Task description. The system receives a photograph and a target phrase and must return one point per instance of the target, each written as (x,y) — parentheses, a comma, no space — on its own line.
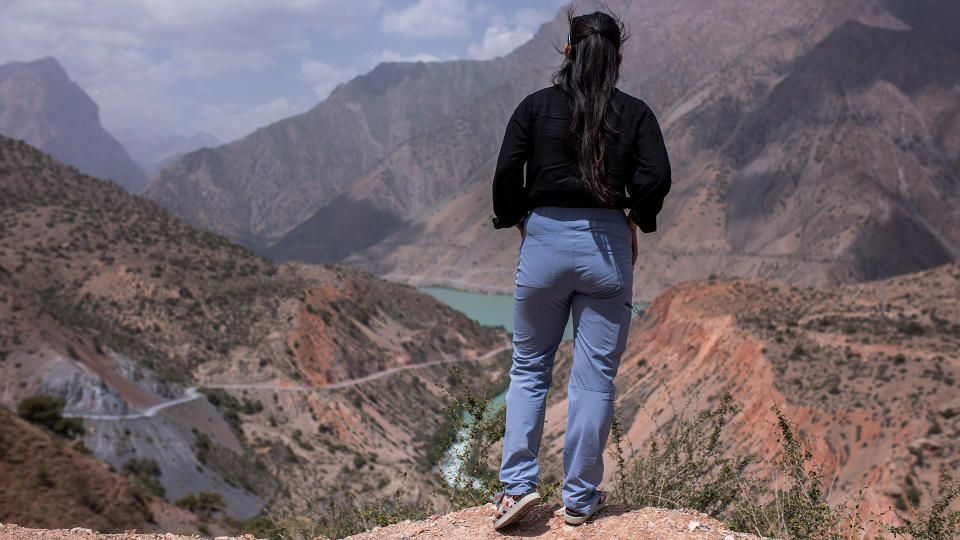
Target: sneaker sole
(522,508)
(577,520)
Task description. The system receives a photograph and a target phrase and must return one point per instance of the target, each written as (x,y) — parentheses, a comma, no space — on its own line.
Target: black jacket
(636,160)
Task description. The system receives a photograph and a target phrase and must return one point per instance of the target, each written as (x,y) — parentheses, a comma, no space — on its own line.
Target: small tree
(47,411)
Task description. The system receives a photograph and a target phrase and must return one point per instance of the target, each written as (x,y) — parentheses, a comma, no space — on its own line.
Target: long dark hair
(588,76)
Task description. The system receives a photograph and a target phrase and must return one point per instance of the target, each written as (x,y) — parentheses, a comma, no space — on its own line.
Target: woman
(590,151)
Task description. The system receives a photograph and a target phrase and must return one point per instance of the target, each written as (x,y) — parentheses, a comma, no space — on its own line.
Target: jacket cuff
(499,223)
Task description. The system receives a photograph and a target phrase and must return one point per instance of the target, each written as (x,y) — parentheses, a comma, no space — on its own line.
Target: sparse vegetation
(147,472)
(205,503)
(47,411)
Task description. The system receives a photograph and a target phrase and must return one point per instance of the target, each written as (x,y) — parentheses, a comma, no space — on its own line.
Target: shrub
(685,466)
(46,411)
(939,523)
(479,424)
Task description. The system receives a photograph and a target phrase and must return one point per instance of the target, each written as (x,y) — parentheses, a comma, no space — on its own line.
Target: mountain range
(152,153)
(257,381)
(817,143)
(42,106)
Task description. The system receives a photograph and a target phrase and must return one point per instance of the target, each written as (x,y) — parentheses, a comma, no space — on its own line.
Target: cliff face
(41,105)
(46,483)
(870,371)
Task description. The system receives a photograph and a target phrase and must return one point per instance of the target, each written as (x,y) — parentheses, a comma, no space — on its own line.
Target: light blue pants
(571,259)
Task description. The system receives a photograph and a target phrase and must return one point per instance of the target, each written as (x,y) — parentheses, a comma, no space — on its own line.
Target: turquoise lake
(489,309)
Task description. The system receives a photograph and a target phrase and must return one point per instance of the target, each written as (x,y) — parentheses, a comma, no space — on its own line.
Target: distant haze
(227,68)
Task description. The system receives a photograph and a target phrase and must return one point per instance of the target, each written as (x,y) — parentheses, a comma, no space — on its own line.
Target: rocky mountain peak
(40,104)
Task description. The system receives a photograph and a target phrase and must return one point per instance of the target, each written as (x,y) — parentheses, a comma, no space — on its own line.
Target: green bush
(685,466)
(46,411)
(339,515)
(204,502)
(938,523)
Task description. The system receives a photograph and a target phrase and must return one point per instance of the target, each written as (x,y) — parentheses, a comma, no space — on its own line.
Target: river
(492,310)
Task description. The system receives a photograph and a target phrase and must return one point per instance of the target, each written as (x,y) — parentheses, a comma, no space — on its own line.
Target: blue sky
(227,67)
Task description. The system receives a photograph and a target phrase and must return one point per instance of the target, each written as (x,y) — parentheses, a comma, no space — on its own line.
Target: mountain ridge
(40,104)
(720,96)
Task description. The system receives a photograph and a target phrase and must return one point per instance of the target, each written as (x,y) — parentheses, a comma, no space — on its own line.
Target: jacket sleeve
(509,193)
(651,181)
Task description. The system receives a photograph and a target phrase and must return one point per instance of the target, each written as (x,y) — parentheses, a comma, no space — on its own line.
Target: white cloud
(428,18)
(503,35)
(391,56)
(325,76)
(135,57)
(498,41)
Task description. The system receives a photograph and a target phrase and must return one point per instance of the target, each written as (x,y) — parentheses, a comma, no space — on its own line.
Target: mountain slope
(870,371)
(46,483)
(237,375)
(41,105)
(812,142)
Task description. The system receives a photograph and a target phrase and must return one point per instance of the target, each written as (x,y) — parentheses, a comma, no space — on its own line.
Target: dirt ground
(617,521)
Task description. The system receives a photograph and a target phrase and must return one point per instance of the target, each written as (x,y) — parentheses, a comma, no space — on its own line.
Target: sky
(226,67)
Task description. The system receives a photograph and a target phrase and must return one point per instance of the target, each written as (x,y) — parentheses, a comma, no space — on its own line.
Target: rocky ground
(617,521)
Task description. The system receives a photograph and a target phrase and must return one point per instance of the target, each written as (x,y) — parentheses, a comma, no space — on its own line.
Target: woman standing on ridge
(590,151)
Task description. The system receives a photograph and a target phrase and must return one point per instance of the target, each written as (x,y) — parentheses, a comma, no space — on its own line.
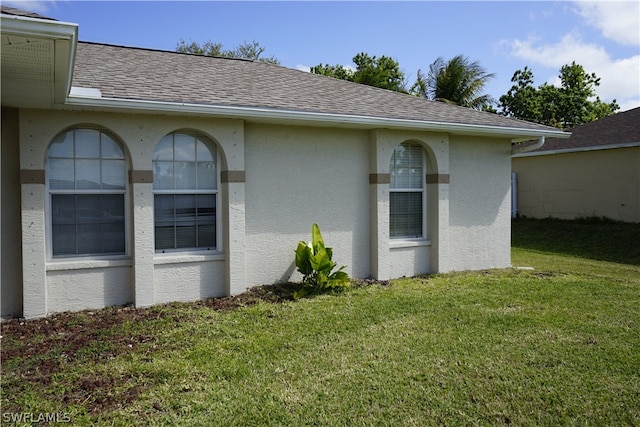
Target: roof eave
(305,117)
(64,36)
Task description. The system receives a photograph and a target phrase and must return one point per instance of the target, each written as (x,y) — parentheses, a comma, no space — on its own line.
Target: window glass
(185,192)
(406,195)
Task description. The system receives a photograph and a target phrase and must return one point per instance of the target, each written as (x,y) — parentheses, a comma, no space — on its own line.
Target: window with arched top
(185,186)
(86,179)
(407,192)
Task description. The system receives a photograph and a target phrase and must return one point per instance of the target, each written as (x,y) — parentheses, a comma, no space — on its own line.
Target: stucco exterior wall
(580,184)
(479,204)
(11,255)
(297,176)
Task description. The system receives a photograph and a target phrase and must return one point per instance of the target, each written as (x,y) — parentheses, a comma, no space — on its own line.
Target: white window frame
(172,252)
(63,259)
(411,240)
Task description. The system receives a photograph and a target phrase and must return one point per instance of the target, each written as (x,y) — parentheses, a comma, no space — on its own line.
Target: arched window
(86,173)
(185,186)
(407,192)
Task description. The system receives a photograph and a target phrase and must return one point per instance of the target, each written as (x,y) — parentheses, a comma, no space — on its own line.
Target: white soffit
(37,61)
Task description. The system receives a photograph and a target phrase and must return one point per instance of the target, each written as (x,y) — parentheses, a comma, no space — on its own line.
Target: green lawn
(557,345)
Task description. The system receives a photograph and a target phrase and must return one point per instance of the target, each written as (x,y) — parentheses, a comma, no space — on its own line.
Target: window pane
(109,148)
(185,235)
(163,208)
(185,175)
(63,239)
(207,176)
(203,152)
(89,238)
(206,236)
(406,167)
(165,235)
(405,214)
(163,175)
(113,208)
(185,207)
(206,217)
(61,175)
(113,238)
(185,221)
(62,145)
(164,149)
(87,143)
(113,174)
(87,174)
(89,209)
(185,147)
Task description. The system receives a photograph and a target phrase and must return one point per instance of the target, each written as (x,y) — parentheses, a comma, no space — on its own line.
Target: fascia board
(64,35)
(577,150)
(306,117)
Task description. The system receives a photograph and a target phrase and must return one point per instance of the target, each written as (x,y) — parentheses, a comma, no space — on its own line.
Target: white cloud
(36,6)
(617,20)
(619,78)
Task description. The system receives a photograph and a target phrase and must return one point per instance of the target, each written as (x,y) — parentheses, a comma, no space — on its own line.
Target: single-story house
(141,176)
(596,172)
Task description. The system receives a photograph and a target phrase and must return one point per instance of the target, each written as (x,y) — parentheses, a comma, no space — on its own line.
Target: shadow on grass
(594,238)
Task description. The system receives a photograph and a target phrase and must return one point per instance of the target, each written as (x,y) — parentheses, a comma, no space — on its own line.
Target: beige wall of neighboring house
(569,185)
(240,177)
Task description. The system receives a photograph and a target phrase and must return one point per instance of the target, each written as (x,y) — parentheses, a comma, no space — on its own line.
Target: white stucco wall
(297,176)
(188,281)
(281,179)
(479,204)
(10,231)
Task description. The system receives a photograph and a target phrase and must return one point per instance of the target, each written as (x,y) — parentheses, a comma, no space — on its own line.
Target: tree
(457,81)
(383,72)
(567,106)
(252,51)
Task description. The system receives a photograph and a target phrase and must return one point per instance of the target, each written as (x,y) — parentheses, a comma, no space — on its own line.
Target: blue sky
(503,36)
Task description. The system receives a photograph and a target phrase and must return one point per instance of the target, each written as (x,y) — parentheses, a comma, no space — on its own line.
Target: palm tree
(458,81)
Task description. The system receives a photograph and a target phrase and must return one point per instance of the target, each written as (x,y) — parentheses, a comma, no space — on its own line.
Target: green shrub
(314,262)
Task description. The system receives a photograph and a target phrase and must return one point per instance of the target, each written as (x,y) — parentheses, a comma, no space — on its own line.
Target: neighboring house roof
(152,75)
(615,131)
(18,12)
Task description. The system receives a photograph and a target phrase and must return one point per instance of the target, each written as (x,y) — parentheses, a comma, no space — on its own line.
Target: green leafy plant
(314,262)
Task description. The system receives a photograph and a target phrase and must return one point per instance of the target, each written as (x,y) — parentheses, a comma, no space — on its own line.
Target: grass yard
(557,345)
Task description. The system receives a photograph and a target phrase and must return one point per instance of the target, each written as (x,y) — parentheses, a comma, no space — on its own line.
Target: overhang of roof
(39,67)
(37,61)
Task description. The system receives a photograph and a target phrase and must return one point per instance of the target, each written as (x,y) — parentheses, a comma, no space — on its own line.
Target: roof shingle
(153,75)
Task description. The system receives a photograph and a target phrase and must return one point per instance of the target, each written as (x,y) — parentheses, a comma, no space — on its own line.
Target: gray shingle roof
(620,128)
(152,75)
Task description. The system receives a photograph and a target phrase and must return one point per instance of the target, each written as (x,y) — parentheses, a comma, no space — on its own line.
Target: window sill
(413,243)
(85,263)
(185,257)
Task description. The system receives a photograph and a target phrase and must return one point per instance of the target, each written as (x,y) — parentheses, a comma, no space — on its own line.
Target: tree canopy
(459,81)
(383,72)
(567,106)
(246,50)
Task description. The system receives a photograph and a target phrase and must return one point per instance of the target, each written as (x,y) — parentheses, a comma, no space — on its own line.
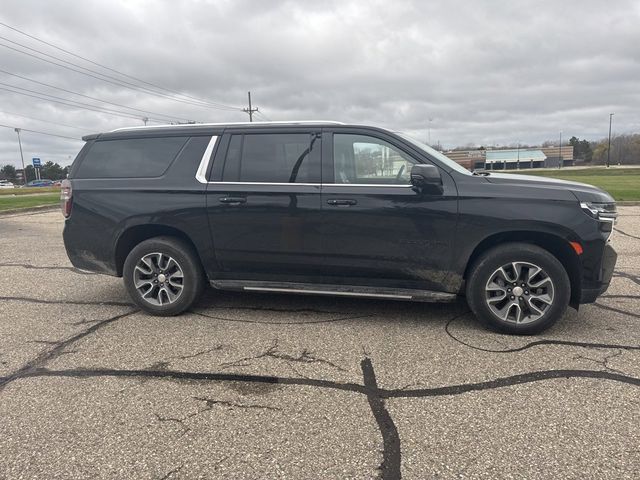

━━━━━━━━━━━━━━━━━━━━

### [DIRECTION]
Pull out every line of the items above that contains the word "tree", with case counting.

### [EXERCISE RESPONSE]
Target: small tree
Target: tree
Target: palm tree
Target: tree canopy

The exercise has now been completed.